**WHAT TO DO:** Lay out the rows below as a Markdown table with the columns Number and Text, one line of the rows per table line and blank lines left out. Begin at the line that has "the person with" and continue through the end of the rows.

**PROVIDED DATA:**
####################

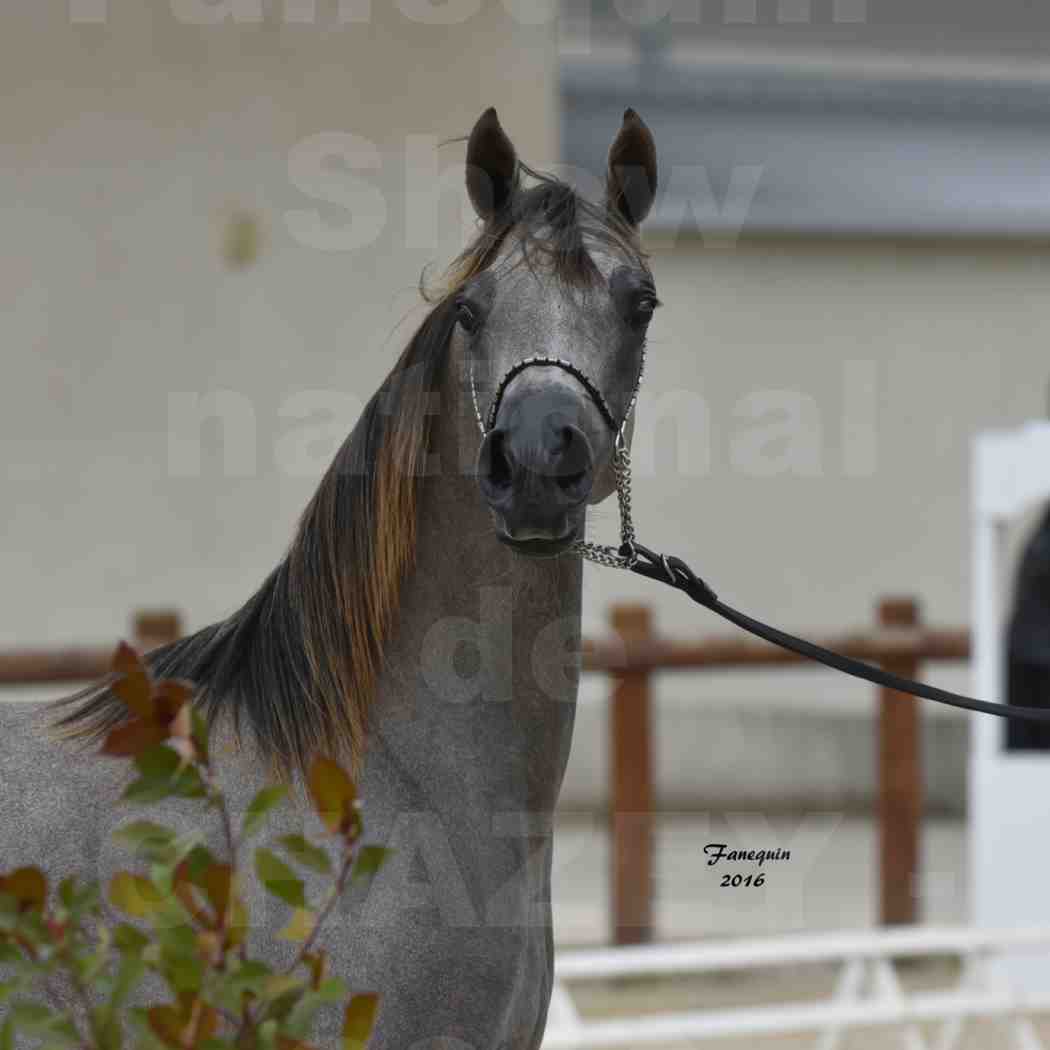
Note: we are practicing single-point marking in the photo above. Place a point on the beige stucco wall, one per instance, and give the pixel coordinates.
(125, 147)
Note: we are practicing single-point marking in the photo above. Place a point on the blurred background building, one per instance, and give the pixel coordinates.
(214, 219)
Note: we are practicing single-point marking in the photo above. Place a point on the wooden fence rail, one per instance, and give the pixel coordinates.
(55, 667)
(898, 642)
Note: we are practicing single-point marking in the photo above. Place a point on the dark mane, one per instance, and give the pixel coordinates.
(297, 664)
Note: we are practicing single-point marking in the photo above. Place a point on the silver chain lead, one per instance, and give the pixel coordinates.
(602, 553)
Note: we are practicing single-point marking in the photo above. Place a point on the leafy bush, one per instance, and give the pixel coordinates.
(190, 917)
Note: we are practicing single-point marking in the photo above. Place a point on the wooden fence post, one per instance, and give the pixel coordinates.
(155, 627)
(631, 824)
(900, 779)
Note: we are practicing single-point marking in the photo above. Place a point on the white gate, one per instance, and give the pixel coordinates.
(1009, 802)
(866, 993)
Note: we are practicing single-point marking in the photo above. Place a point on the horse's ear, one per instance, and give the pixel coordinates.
(491, 166)
(631, 181)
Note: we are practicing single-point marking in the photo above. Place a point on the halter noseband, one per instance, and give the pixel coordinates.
(626, 555)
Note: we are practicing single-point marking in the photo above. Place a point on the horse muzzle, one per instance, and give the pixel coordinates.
(536, 466)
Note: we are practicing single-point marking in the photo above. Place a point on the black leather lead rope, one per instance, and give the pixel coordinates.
(676, 573)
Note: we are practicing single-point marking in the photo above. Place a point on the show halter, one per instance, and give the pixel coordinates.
(674, 572)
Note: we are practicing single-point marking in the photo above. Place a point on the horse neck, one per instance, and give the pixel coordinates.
(480, 681)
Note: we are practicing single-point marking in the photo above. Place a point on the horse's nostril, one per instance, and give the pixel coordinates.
(497, 469)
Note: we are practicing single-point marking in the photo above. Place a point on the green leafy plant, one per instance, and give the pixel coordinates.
(187, 916)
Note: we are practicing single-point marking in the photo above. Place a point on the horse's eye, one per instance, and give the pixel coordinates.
(467, 316)
(644, 310)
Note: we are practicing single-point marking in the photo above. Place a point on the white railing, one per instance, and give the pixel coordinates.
(866, 993)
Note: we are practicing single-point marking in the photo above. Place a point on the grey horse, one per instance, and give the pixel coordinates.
(424, 623)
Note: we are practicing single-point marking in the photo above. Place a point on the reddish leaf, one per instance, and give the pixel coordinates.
(359, 1021)
(132, 738)
(28, 887)
(133, 686)
(134, 894)
(333, 794)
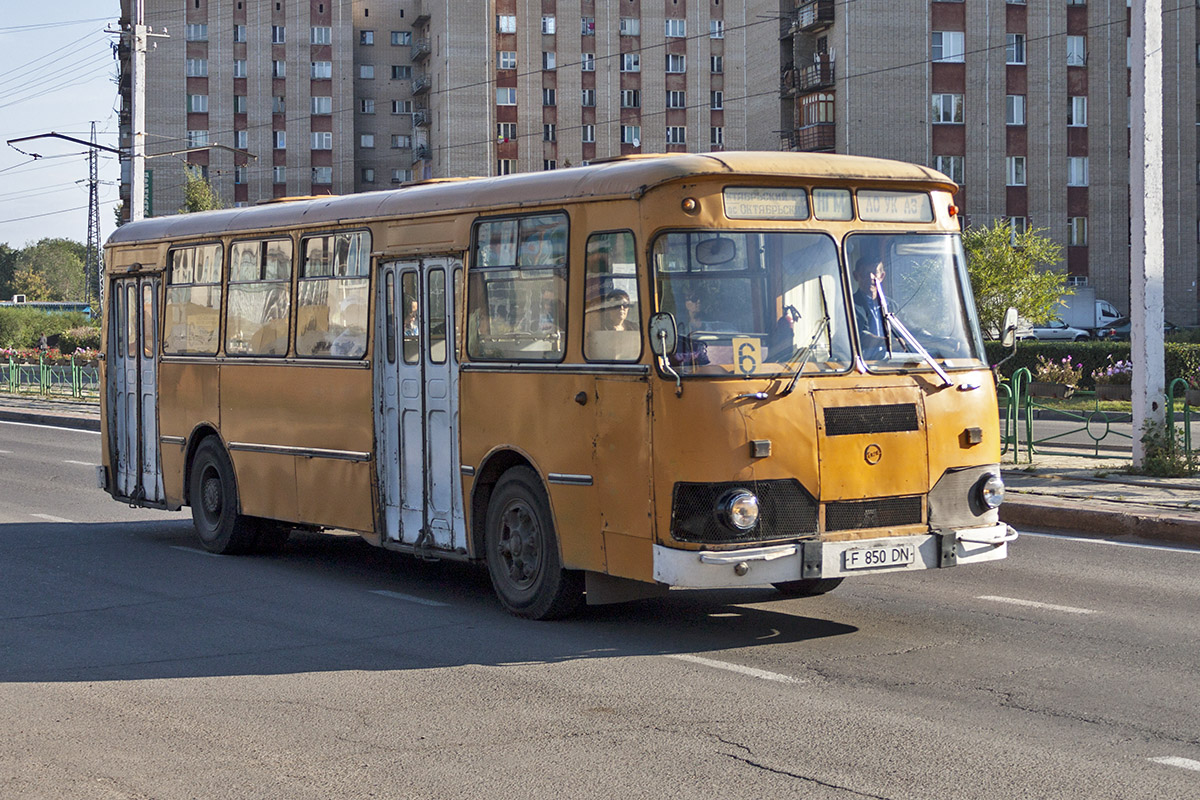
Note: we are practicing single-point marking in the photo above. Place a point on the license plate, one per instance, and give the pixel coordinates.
(865, 558)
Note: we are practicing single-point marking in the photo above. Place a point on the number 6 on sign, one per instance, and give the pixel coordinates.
(748, 354)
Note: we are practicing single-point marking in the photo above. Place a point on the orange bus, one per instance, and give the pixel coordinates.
(702, 371)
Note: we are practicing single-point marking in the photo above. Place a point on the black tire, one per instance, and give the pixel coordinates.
(522, 551)
(808, 587)
(213, 493)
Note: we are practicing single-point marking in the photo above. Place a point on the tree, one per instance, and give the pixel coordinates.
(199, 194)
(1013, 269)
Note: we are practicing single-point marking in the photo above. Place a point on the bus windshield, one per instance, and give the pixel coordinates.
(924, 283)
(753, 304)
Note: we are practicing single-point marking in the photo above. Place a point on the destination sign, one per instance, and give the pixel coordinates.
(761, 203)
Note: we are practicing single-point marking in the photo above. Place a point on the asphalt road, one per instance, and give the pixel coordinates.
(137, 666)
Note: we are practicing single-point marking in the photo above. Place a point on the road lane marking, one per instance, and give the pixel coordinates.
(738, 668)
(1175, 761)
(409, 599)
(1033, 603)
(49, 517)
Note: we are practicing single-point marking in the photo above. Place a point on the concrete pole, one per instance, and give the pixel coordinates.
(1146, 210)
(138, 114)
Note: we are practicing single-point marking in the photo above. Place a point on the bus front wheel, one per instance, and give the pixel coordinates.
(522, 551)
(214, 498)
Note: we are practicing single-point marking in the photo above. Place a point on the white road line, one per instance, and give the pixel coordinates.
(1174, 761)
(1033, 603)
(409, 599)
(738, 668)
(196, 551)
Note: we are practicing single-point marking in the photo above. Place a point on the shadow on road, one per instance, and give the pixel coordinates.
(132, 601)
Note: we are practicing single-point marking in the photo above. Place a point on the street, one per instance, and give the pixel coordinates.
(138, 666)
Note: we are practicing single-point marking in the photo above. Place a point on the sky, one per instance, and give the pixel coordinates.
(57, 73)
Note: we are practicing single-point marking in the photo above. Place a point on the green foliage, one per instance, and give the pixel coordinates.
(1014, 270)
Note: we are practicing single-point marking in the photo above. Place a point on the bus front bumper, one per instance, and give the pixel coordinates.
(783, 563)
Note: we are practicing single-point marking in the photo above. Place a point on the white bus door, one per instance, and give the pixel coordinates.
(421, 492)
(133, 383)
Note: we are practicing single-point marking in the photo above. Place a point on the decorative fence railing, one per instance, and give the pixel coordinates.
(73, 379)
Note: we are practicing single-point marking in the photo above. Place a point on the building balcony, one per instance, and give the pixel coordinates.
(814, 16)
(810, 138)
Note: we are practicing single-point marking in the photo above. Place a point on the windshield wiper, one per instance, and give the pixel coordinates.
(891, 320)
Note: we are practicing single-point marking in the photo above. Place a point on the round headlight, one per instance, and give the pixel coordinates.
(741, 509)
(991, 492)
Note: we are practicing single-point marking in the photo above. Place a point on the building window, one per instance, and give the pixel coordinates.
(1077, 50)
(947, 46)
(1077, 170)
(1077, 232)
(1077, 112)
(951, 166)
(1014, 48)
(1014, 170)
(947, 108)
(1014, 109)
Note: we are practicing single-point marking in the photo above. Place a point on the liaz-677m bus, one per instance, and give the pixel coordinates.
(703, 371)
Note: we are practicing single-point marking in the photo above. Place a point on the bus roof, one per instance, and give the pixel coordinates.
(623, 176)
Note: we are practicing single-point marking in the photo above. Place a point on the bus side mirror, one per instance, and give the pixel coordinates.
(664, 335)
(1008, 337)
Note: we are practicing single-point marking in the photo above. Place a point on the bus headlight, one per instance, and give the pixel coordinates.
(739, 509)
(991, 492)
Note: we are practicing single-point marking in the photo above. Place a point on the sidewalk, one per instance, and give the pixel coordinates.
(1057, 491)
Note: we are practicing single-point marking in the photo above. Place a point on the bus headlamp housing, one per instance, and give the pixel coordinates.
(991, 491)
(739, 510)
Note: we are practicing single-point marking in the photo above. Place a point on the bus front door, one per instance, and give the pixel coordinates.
(133, 380)
(417, 426)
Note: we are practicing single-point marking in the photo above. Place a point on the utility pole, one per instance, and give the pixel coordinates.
(1146, 210)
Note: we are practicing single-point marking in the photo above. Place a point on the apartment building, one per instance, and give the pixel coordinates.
(1024, 102)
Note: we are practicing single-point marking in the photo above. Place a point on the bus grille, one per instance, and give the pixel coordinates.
(785, 510)
(846, 420)
(873, 513)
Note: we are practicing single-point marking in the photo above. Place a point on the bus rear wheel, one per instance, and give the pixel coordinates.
(808, 587)
(214, 497)
(522, 551)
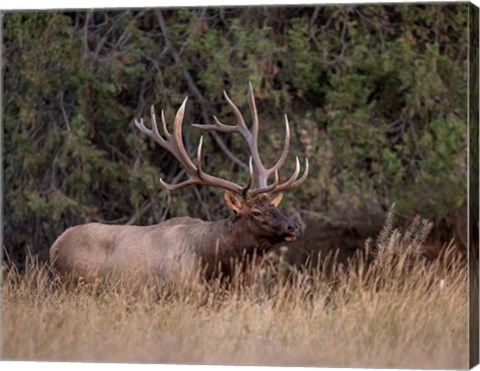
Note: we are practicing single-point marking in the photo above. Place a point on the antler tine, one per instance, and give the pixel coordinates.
(174, 187)
(154, 134)
(293, 182)
(286, 147)
(266, 189)
(300, 181)
(250, 177)
(262, 172)
(199, 158)
(174, 144)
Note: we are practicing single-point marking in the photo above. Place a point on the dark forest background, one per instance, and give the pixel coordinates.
(376, 96)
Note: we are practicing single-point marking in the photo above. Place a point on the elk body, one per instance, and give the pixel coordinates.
(178, 248)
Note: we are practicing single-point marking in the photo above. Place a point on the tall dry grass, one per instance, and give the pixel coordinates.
(395, 311)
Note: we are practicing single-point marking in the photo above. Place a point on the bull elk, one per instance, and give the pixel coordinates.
(182, 245)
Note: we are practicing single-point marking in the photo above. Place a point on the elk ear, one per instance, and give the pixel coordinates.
(233, 202)
(276, 200)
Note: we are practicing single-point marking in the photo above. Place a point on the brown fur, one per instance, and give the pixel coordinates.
(173, 250)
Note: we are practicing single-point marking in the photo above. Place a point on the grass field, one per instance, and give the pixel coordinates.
(401, 312)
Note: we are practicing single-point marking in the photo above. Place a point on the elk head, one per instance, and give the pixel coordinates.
(255, 207)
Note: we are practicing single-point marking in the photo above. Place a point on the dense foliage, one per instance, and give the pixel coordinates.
(376, 96)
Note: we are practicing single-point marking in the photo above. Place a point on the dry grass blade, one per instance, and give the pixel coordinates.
(380, 315)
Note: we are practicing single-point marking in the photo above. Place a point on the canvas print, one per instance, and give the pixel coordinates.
(261, 185)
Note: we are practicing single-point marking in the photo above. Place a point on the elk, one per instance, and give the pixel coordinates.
(180, 246)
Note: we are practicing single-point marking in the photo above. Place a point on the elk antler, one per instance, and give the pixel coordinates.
(251, 138)
(174, 144)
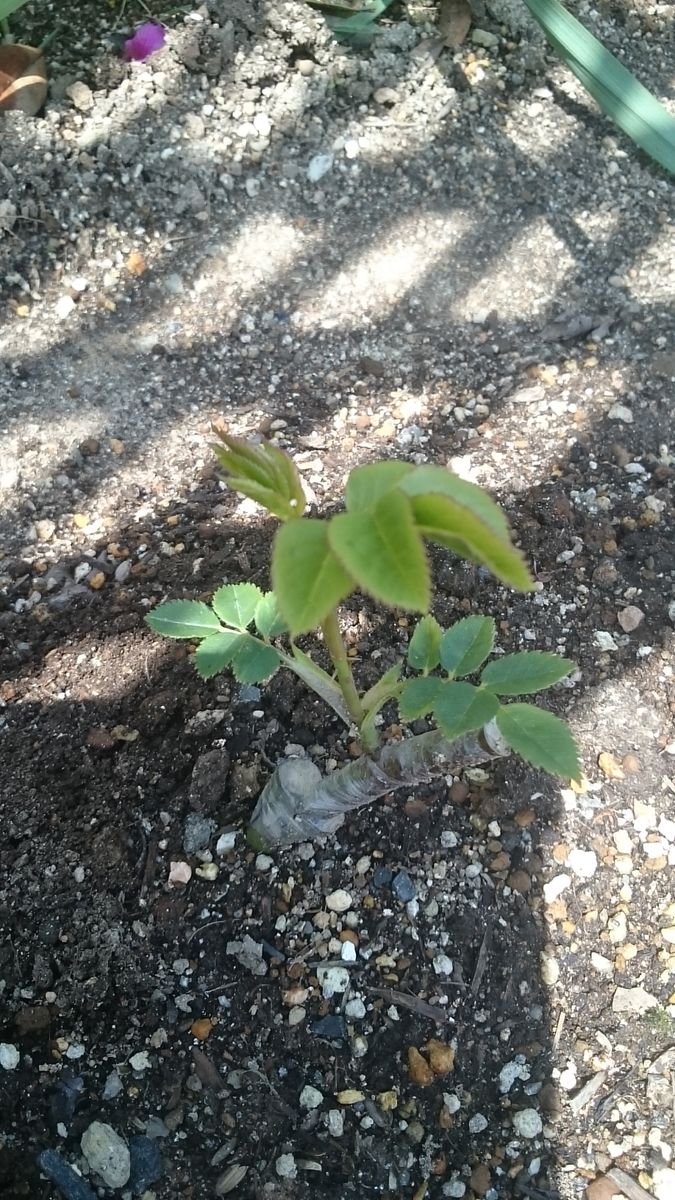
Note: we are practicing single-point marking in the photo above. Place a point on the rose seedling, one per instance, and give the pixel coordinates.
(376, 546)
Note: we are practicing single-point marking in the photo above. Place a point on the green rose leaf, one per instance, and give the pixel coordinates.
(460, 708)
(269, 622)
(366, 485)
(424, 647)
(236, 604)
(214, 654)
(518, 675)
(437, 480)
(252, 660)
(383, 552)
(541, 738)
(466, 645)
(183, 618)
(418, 696)
(308, 579)
(451, 525)
(386, 688)
(263, 473)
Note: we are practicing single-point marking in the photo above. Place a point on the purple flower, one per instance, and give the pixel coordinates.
(147, 39)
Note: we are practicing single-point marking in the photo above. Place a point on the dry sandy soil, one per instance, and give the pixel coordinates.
(374, 252)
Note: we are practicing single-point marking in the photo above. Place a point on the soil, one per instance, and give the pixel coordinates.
(483, 277)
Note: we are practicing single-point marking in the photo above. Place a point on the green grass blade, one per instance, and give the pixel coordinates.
(7, 6)
(617, 93)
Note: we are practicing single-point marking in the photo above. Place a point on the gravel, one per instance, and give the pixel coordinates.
(370, 252)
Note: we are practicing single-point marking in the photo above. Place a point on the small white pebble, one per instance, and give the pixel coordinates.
(442, 964)
(339, 900)
(10, 1056)
(527, 1123)
(310, 1097)
(583, 863)
(286, 1167)
(226, 843)
(139, 1061)
(555, 887)
(354, 1009)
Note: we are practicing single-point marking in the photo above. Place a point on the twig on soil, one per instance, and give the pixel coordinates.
(406, 1001)
(482, 960)
(632, 1189)
(208, 925)
(150, 863)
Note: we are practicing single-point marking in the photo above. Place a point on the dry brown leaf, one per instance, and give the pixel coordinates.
(610, 767)
(136, 263)
(419, 1069)
(454, 22)
(441, 1056)
(23, 79)
(202, 1029)
(205, 1071)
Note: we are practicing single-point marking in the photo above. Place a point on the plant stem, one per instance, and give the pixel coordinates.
(298, 803)
(338, 651)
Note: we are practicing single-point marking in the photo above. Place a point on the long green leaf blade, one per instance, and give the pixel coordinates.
(7, 6)
(236, 604)
(460, 708)
(466, 645)
(383, 552)
(252, 660)
(527, 671)
(615, 89)
(366, 485)
(183, 618)
(269, 622)
(308, 579)
(215, 653)
(424, 649)
(541, 738)
(432, 480)
(451, 525)
(418, 696)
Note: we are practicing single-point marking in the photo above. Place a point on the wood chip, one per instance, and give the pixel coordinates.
(631, 1188)
(454, 22)
(207, 1071)
(414, 1003)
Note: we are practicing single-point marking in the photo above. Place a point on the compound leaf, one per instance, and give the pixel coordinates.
(466, 645)
(269, 622)
(214, 654)
(418, 696)
(460, 708)
(236, 604)
(451, 525)
(541, 738)
(183, 618)
(308, 579)
(424, 647)
(517, 675)
(383, 552)
(366, 485)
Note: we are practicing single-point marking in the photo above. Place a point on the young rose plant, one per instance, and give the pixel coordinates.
(377, 546)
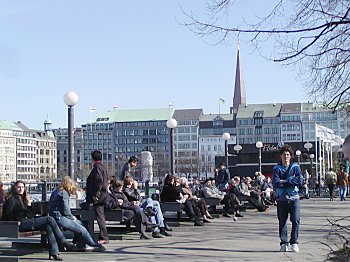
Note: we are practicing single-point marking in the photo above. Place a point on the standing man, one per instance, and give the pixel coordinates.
(126, 170)
(223, 177)
(331, 181)
(342, 182)
(97, 193)
(287, 178)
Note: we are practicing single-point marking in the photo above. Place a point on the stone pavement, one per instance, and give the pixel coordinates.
(252, 238)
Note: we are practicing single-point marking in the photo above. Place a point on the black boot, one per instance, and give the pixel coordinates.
(164, 232)
(166, 227)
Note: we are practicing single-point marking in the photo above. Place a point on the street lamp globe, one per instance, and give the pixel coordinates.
(171, 123)
(259, 144)
(237, 148)
(70, 98)
(226, 136)
(307, 146)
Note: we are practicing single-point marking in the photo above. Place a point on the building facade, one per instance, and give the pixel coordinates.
(119, 134)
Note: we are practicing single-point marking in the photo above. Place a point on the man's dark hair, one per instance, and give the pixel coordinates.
(287, 148)
(133, 159)
(96, 155)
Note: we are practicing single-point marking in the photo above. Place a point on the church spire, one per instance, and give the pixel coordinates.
(239, 96)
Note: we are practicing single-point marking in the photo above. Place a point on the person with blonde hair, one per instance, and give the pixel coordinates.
(60, 211)
(17, 208)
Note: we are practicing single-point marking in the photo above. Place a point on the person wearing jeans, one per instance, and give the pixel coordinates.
(17, 208)
(342, 182)
(97, 193)
(287, 178)
(60, 210)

####################

**SOLUTION TO THIS PROBLEM:**
| Number | Text |
|---|---|
| 1 | Note: we are practicing single-point marking in the photo above. Place a point on the person with blonde hair, one per instance, and give the pixel coordinates. |
| 2 | (60, 211) |
| 3 | (17, 208) |
| 4 | Note: we are practicing single-point marking in the photo above. Place a point on the person wearing jeans, one per instance, and give the pixel coordinates. |
| 5 | (17, 208) |
| 6 | (342, 182) |
| 7 | (97, 193) |
| 8 | (287, 178) |
| 9 | (60, 210) |